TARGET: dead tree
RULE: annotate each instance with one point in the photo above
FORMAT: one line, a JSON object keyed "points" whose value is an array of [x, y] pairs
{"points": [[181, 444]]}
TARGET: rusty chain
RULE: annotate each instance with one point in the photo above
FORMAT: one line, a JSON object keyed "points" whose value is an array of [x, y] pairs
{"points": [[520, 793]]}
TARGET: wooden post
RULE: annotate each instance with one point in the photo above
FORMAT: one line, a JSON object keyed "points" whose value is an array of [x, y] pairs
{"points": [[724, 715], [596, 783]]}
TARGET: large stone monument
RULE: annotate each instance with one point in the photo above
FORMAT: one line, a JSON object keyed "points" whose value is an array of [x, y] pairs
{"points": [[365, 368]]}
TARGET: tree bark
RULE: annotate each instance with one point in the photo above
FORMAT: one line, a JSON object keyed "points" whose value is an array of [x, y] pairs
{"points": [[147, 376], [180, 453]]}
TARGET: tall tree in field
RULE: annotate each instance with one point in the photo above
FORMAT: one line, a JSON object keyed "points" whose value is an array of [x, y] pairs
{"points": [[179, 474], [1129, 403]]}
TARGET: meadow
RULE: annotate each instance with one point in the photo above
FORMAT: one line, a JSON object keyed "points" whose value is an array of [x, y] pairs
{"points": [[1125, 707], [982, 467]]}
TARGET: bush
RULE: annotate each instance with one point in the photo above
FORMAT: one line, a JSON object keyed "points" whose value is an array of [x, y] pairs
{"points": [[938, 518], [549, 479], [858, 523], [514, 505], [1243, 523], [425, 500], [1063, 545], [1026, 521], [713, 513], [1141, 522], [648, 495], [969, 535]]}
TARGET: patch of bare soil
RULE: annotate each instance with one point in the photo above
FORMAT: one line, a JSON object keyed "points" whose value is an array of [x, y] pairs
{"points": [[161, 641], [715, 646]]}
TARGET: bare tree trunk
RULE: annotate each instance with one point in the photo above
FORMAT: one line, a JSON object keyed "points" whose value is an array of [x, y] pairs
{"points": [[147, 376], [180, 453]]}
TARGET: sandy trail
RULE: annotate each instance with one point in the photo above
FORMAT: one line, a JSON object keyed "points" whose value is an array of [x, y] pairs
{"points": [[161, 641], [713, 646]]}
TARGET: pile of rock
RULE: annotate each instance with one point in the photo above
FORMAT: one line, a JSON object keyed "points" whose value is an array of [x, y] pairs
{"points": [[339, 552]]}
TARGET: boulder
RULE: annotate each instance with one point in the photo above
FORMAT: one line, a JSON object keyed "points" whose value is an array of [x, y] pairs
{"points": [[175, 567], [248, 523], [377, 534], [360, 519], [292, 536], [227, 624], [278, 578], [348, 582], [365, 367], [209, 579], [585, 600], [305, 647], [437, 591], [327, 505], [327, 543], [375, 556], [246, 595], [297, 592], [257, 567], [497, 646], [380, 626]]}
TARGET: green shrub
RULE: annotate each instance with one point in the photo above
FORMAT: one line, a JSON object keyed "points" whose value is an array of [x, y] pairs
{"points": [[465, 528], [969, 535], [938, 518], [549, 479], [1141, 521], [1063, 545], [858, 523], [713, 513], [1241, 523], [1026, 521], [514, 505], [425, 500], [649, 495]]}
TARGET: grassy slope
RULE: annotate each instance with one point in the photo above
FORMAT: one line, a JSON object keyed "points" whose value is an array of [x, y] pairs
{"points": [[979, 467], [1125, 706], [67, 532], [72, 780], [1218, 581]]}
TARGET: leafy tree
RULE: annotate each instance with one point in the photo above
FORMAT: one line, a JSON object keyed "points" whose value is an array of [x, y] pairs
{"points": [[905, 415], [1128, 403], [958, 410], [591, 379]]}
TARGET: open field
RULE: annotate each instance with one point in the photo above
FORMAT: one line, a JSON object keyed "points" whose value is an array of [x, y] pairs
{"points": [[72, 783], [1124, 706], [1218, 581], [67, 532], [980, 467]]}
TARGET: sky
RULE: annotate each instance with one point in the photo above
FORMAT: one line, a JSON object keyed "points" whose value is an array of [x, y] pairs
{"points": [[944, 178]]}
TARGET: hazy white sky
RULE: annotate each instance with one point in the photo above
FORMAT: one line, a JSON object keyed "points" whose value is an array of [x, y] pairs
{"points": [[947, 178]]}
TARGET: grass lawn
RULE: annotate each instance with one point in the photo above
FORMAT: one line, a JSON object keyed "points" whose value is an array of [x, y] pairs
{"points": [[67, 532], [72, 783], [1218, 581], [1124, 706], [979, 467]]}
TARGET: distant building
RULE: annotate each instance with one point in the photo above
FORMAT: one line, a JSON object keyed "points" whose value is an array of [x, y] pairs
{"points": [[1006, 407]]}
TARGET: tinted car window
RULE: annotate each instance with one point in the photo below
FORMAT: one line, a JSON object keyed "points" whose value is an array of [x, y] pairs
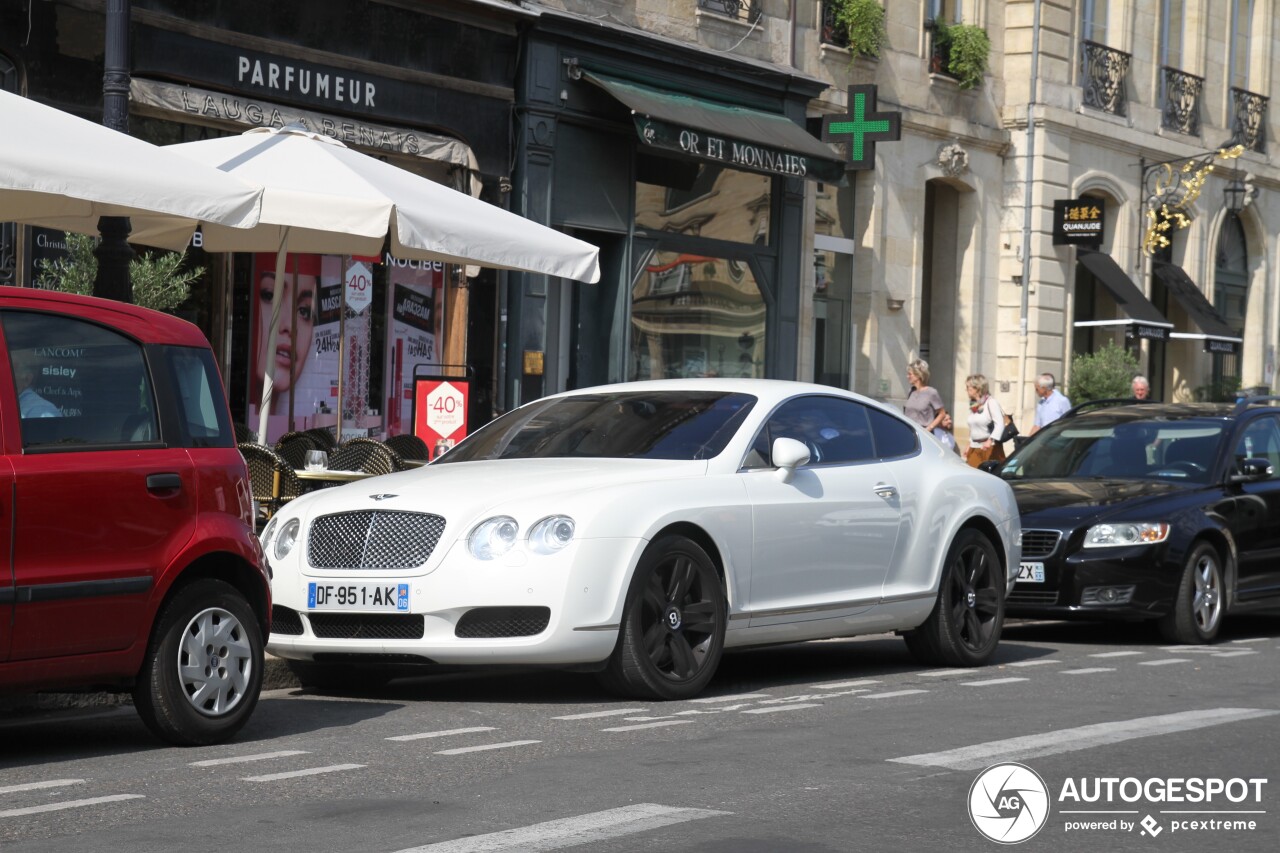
{"points": [[202, 413], [78, 383], [672, 424], [1261, 439], [835, 430]]}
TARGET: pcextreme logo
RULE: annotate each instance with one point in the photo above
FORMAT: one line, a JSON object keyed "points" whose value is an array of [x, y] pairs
{"points": [[1009, 803]]}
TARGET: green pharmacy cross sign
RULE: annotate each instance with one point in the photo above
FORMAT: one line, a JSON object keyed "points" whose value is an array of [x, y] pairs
{"points": [[862, 128]]}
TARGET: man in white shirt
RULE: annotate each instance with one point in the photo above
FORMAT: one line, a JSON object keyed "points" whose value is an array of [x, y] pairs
{"points": [[1051, 405]]}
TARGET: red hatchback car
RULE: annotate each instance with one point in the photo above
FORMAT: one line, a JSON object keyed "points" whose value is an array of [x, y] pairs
{"points": [[127, 547]]}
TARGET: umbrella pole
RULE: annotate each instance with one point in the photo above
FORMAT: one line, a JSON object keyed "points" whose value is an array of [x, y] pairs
{"points": [[269, 355]]}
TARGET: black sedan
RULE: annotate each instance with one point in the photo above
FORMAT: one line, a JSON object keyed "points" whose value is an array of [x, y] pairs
{"points": [[1164, 511]]}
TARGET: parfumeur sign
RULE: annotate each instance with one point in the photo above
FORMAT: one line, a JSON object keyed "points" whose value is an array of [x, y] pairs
{"points": [[1078, 222]]}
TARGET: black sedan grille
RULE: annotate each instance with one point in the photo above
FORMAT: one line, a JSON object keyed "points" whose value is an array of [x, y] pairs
{"points": [[374, 539], [1038, 544], [503, 621], [368, 625]]}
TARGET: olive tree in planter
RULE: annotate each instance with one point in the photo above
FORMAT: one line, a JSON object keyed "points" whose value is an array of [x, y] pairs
{"points": [[967, 49], [863, 24], [159, 281]]}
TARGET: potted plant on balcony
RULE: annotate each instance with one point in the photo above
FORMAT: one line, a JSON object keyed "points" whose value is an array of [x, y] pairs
{"points": [[963, 50], [862, 22]]}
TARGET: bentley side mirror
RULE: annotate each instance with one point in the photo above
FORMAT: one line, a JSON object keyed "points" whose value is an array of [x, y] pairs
{"points": [[787, 456]]}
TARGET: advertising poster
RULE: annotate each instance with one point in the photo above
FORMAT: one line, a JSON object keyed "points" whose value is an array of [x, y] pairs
{"points": [[305, 360], [412, 333]]}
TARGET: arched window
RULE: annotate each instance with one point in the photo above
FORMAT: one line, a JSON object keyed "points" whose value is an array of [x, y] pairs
{"points": [[1230, 297]]}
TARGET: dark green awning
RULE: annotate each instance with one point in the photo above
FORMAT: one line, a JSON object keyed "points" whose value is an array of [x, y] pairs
{"points": [[736, 136]]}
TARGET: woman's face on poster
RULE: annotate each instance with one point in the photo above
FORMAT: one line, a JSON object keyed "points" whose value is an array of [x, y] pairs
{"points": [[296, 332]]}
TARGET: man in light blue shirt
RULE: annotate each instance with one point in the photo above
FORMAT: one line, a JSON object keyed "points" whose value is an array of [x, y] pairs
{"points": [[1051, 405]]}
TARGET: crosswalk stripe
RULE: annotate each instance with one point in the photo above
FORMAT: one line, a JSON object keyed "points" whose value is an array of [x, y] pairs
{"points": [[572, 831], [71, 803], [238, 760], [309, 771], [447, 733], [51, 783], [1051, 743]]}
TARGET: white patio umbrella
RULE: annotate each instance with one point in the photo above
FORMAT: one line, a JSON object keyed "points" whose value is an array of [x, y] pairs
{"points": [[323, 197], [63, 172]]}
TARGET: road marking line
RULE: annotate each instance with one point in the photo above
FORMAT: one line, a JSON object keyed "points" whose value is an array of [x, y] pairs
{"points": [[594, 715], [991, 682], [447, 733], [775, 708], [583, 830], [53, 783], [485, 747], [71, 803], [236, 760], [891, 694], [730, 698], [649, 725], [310, 771], [983, 755]]}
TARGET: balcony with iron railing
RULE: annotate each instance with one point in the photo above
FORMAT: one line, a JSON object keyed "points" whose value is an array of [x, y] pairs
{"points": [[1180, 101], [745, 10], [1105, 76], [1249, 119]]}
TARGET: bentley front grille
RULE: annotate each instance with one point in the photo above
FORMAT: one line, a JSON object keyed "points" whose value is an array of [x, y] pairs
{"points": [[374, 539]]}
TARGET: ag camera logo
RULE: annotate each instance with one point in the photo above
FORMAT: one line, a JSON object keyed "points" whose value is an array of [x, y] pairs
{"points": [[1009, 803]]}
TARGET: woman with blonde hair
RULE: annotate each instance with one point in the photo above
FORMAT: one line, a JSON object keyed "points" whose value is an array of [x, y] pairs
{"points": [[924, 404], [986, 423]]}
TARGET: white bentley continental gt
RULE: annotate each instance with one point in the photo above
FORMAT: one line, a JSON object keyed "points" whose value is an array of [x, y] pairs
{"points": [[641, 529]]}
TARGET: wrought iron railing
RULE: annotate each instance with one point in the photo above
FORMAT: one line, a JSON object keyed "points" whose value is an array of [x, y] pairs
{"points": [[1249, 121], [832, 33], [1180, 106], [1105, 78], [749, 10]]}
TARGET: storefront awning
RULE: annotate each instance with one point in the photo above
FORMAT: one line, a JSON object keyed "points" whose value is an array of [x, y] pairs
{"points": [[1142, 318], [736, 136], [1214, 331]]}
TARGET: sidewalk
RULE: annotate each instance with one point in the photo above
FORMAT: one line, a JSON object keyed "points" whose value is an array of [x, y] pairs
{"points": [[275, 675]]}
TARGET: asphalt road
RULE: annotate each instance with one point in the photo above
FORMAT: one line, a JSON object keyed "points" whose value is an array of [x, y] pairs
- - -
* [Required task] Output only the lines from the one holding "TARGET: storefront awning" through the last line above, exactly as they appear.

* [Exercise result]
TARGET: storefront awning
RULE: annotate each instance with one point in the photo above
FORMAT: one line, a JSON object keyed "points" whose value is an array of [x, y] pairs
{"points": [[1142, 318], [736, 136], [1214, 331]]}
TARGET: sidewalk
RULE: annotate each instance with one point in the photo above
FORMAT: one line, a JSON object keyed "points" whose value is an array of [x, y] pairs
{"points": [[275, 675]]}
TARGET: asphalt road
RULE: annotate each instance with one point in the photo above
FORMAT: one line, a JSON object keyed "points" whose value is an array of [x, y] pairs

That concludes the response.